Ephesians 6:2-3-“Honor your father and mother (which
is the first commandment with a promise), so that it may turn out well for you,
and that you may live long on the earth.”
Similar to the calling given to wives, the motivation for a
child’s obedience to his/her mom and dad involves whom is ultimately in view—"for
this is well-pleasing to the Lord” (3:20b). “To be pleasing to the Lord as
Christians, [children] should obey their parents” (Melick, Philippians, Colossians,
Philemon, 315).
Kids, if you want to be obedient to God and for it to go
well for you, immediate obedience to our parents is what is required. This
means “Yes sir” and “Yes Ma’am” ought to be heard when they ask something of
you. More often than not, whatever they ask of you is for your own good, even
if you can’t see it or if it isn’t what you may want to do at the time.
4. For Fathers-3:21
Next, Paul addresses the parents and their responsibility in
relationship their children—“Fathers, do not exasperate your children,…” (3:21).
Paul’s use of the term “fathers” (patereV)
certainly highlights the dad’s role in the lives and well-being of his children
and yet doesn’t totally dismiss the mothers as the plural form of the noun certainly
would have included moms in the command. It is both parent’s responsibility not
to “exasperate” their children. What does this mean? The term means to “embitter”
and/or “irritate” toward resentment. It is used only here and in 2 Corinthians
9:2-“for I know your readiness of which I boast about you to the Macedonians,
namely, that Achaia has been prepared since last year, and your zeal has
stirred up most of them.” There, “stirred up” is the translation. So how might
a parent “stir up” or “exasperate” their child toward resentment? Parents might
embitter their children by constantly picking at them or by refusing to
acknowledge their efforts (Melick, Philippians, Colossians, Philemon, 315).

> **Supplied records**:

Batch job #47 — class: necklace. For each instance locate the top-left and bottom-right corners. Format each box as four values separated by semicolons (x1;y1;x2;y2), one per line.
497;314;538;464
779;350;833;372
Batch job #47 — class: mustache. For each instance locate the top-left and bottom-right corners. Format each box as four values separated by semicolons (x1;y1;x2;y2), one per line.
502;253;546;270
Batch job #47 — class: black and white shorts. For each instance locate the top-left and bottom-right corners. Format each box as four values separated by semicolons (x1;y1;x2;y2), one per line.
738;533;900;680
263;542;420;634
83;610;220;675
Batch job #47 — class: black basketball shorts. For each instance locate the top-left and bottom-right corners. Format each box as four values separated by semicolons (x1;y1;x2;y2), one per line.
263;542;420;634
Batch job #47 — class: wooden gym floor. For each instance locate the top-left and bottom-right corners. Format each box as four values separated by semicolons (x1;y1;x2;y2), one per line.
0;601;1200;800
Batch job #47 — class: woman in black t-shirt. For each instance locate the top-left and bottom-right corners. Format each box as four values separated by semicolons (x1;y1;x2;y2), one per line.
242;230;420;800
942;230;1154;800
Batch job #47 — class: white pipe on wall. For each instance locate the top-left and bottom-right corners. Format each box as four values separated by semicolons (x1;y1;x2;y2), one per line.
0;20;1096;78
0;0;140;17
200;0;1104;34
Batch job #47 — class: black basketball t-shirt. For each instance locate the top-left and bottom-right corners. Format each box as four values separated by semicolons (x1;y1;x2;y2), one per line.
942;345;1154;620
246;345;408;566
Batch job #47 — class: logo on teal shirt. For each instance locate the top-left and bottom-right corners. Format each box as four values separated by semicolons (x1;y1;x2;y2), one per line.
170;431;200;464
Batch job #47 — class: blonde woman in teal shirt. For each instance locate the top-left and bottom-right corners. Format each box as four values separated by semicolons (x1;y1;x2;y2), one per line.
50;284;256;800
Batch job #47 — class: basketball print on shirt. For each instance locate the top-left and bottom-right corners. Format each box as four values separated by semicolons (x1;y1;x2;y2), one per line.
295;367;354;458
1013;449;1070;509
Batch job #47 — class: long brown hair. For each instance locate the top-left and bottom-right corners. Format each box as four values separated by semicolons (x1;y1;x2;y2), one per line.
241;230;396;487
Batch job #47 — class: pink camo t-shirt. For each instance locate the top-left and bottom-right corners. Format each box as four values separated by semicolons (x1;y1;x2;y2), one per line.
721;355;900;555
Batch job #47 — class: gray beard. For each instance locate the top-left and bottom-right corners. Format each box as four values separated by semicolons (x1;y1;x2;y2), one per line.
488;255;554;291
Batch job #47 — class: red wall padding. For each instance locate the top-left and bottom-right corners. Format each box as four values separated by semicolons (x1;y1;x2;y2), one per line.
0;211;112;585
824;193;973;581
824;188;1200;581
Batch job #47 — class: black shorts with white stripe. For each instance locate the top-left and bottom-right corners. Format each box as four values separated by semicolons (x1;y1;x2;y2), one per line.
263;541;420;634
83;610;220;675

> **Stated goal 1**: In the listing, swap "gray beard" for "white beard" within the part that opens with the line containing "Batch job #47 — class: gray" and closes with the line containing "488;255;554;291". Return only that part, with everything else unchanged.
> **Stated goal 2**: Write the next part of the commentary on Colossians 3:20–21 and the duties of children and parents, starting after its last sentence.

> **Task answer 1**:
Batch job #47 — class: white beard. For each instance locate the top-left and bottom-right corners. Format each box as four values separated by semicolons (x1;y1;x2;y2), one per line.
488;255;554;291

> **Task answer 2**:
Another clue that might help readers understand what is
meant in this command is found in the reason given for it in the second half of
verse 21—“so that they will not lose heart” (3:21b). The fact that children
could become discouraged if/when embittered suggests that the parents may have
too easily, either consciously or subconsciously, implied through their words
or actions that they were not good enough. A household in which the children have
lost heart and have become embittered is not the sign of a healthy Christian home.
It is the parent’s responsibility to see to it that incessant nagging and/or
knit-picking doesn’t lead down the path toward discouragement in the lives of
their children.
Helpful tips to that include might include the following: 1)
Celebrate the motivation with which children does things more than the execution
(it may not be perfect, but they did try so very hard), 2) Be quicker to give
compliments than criticisms, 3) frame necessary discipline with love, 4) choose
the battles to engage in well, 5) commend progress rather than demand
perfection. These are just some things to consider as parents seek to cultivate
a Christian home.
5. For Servants-3:22
The next command is addressed to servants/slaves—“Slaves, in
all things obey those who are your masters on earth,…” (3:22a). This is the first
of the commands that may not resonate as easily today as it may have in the
first century. While certainly wives, husbands, children, and parents are
represented in this room, I doubt we have any slaves here today (and thank
goodness). However, this was another group that Paul no doubt expected to be
listening to the reading of this letter in the church at Colossae. You see,
slavery in the ancient Roman world was a very large institution. Some speculate
that 40% of the Roman citizenship was in some form of servitude. Such servitude
did not look like it did in the 18th and 19th centuries
in America. Instead, it was a status that many voluntarily enlisted in to pay
off a debt. For others, it was an acceptable way to live long term. Paul
probably expected that several in his original audience belonged to the servant
class and therefore has a calling for them in the context of the Christian home—“obey
those who are your masters on earth” (3:22a).
The obedience that is demanded is one that goes beyond
outward compliance. Paul continues and says that the obedience that ought to be
seen in the lives of Christian servants is “not [merely] with external service,
as those who merely please men,” (3:22b). Anybody can go through the motions—believers
should do better.
Christian servants ought to serve “with sincerity of heart,
fearing the Lord” (3:22c). Here again, as with so many of the other commands
given, the ultimate direction/destination of the service, posture, or action
performed is heavenward. Servants are to serve as those who are serving the
Lord in addition to those who might prove to be their masters. While upon the
earthly master’s absence, the servant might get away with procrastinating on
the job or only putting in half an effort, there is a Master who sees all. “All
of life was to be lived with a conscious realization of the Master” (Melick, Philippians,
Colossians, Philemon, 317). This type of heavenly-directed and spiritually-motivated
service would have shined bright as an example before others, especially in the
first century.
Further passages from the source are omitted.